YOUR TASK
The entries follow. Print each one exactly.

RECORDS SUPPLIED
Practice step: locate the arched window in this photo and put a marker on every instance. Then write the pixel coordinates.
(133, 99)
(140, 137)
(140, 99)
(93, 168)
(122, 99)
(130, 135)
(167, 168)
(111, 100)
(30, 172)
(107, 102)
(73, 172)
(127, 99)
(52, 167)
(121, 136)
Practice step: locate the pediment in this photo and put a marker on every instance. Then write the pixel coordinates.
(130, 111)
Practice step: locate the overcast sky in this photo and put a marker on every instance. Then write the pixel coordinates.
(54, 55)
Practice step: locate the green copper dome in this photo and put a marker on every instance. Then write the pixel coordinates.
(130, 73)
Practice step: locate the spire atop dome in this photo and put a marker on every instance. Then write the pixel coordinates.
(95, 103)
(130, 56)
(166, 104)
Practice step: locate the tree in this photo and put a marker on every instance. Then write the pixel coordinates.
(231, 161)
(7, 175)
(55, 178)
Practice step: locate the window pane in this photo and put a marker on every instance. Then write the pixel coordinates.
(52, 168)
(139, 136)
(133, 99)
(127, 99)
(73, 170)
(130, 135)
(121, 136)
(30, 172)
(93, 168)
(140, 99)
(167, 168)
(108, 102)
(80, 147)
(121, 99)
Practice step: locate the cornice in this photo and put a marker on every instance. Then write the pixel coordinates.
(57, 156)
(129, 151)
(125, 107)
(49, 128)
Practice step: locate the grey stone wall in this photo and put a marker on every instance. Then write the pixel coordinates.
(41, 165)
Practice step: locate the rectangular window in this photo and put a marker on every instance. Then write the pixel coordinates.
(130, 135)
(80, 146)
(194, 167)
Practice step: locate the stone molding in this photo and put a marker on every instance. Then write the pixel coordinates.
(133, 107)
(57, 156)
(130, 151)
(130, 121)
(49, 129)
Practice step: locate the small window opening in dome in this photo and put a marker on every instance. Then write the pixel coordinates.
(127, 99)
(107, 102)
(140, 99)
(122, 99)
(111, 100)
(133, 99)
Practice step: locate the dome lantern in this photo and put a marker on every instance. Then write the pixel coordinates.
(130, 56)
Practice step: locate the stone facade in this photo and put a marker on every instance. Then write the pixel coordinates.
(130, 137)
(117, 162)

EXERCISE ANSWER
Practice step: locate the arched window in this photo and put a marker on every instance. Then write the pixel coordinates.
(133, 99)
(140, 137)
(140, 99)
(93, 168)
(122, 99)
(130, 135)
(167, 168)
(111, 100)
(30, 172)
(107, 102)
(73, 172)
(127, 99)
(52, 167)
(121, 136)
Practice step: locate the pediment in this photo and put a marker on every instance. Then write the pixel coordinates.
(130, 111)
Practice step: locate the overcast sky in this photo and put a marker on every instance. Then write the pixel coordinates.
(54, 55)
Practice step: locate the green copper dome in this photo and put a marker on every instance. Then write the pixel coordinates.
(130, 73)
Practice step: locate the spire atop dome in this photo and put a marker on every instance. Then write the pixel coordinates.
(95, 103)
(130, 56)
(166, 104)
Practice step: locate the tree in this photo and put a marker on every instance. Then write the pixel coordinates.
(231, 161)
(7, 175)
(55, 178)
Practice step: locate the window pane in this photo and put a marker on every instance. Then write the pixel coordinates.
(52, 168)
(139, 136)
(133, 99)
(127, 99)
(73, 170)
(130, 135)
(121, 136)
(30, 172)
(93, 168)
(140, 99)
(167, 168)
(108, 102)
(80, 147)
(121, 99)
Practice step: locate the cornice in this photo and put a marker on every instance. Then write the pixel coordinates.
(57, 156)
(129, 151)
(125, 107)
(49, 128)
Practice step: locate the grey stone wall in this photo and put a marker on every instance. Then write the pixel coordinates.
(41, 165)
Practice step: locate the rectangular window in this photo and put a marker on every instance. Then write the pixel coordinates.
(130, 135)
(80, 146)
(194, 167)
Practice step: locate the stone molding in this photo and put a marker on every instance. Then write the pixel coordinates.
(133, 107)
(57, 156)
(130, 151)
(130, 121)
(49, 129)
Practice step: locate the small window opening in dome in this photo and put a marker on every instance. Then write the pixel coordinates.
(127, 99)
(107, 102)
(140, 99)
(122, 99)
(111, 100)
(133, 99)
Practice step: locate the dome lantern in this photo and put a marker on every instance. Then write the pixel coordinates.
(130, 56)
Practice step: locate the stone facade in this photo and put a marker on every instance. Then write the pixel coordinates.
(130, 137)
(117, 162)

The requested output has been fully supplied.